_Task details:_ Can you reproduce each of the lines below word for word, leaving nothing out and changing nothing?

_Records shown:_
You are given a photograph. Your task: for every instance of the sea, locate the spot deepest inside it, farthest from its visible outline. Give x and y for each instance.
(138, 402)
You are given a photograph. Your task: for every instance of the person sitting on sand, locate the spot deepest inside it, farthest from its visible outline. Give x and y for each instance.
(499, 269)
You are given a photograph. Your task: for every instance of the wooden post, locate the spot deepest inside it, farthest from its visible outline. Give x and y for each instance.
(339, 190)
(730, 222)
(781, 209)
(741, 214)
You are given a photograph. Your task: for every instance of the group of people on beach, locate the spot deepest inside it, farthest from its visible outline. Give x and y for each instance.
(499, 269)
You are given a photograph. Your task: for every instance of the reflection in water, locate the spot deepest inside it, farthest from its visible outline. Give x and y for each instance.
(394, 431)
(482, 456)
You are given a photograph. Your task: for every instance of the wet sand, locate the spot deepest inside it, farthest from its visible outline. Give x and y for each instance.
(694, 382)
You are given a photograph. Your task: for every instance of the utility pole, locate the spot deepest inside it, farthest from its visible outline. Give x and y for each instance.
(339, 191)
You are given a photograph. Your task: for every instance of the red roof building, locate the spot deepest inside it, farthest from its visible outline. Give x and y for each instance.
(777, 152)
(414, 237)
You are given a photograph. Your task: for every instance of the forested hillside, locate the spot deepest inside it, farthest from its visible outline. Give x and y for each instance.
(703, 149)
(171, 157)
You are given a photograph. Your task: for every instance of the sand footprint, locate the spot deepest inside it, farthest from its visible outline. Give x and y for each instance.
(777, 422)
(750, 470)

_In response:_
You are given a photograph. Your task: for every instance of the sea, locate the spot deepest inside it, farthest from its visible outline. Give x and y for each instance.
(138, 402)
You are given a photograph. Your task: for every instance of the person sitting on sand, locate the spot deepest inside it, farthest from its visible outline. Give x and y for each instance.
(499, 269)
You are given a photograph. Your task: for every instance of the wooden post, locate the spot deepest inside it, farthest from its visible outline. Give x and y for each instance.
(339, 190)
(730, 222)
(781, 209)
(741, 214)
You are given a photograph. Your task: for every instance of the group of people on beach, locate the spot deepest inside it, farthest from its visible outline. Give x and y for each instance.
(499, 269)
You are given a photograph. Your task: for every instance of the reflection in water, locate the spot deepest inside it, farthest from its visible outline. Give x and y for each instance.
(394, 431)
(482, 456)
You are given a photograph. Your task: for every instance of the wet sand, locate the spot deepest inside it, farthest from its visible outline. Give x and y for each instance.
(694, 382)
You are given a photograph. Your task: for every instance of the utility pole, locate the spot deepest inside it, farthest from its visible outline. Give x and y for each instance.
(339, 191)
You are given a photograph. Your task: for every instance of the red roof building, locate the spot deepest inside it, farthest from its visible outline. Give x and y for each instance.
(777, 152)
(414, 237)
You are given a photograph. Your task: for every instance of the forested hillside, locate the spot deepest inside it, farthest from its visible outline. Give x and y for each instance.
(703, 149)
(171, 157)
You are given a photograph. Your task: for every instance of the sand footprint, locate the spot deepest inside it, farthest from its visible outline. Give x and y for each instance.
(777, 422)
(750, 470)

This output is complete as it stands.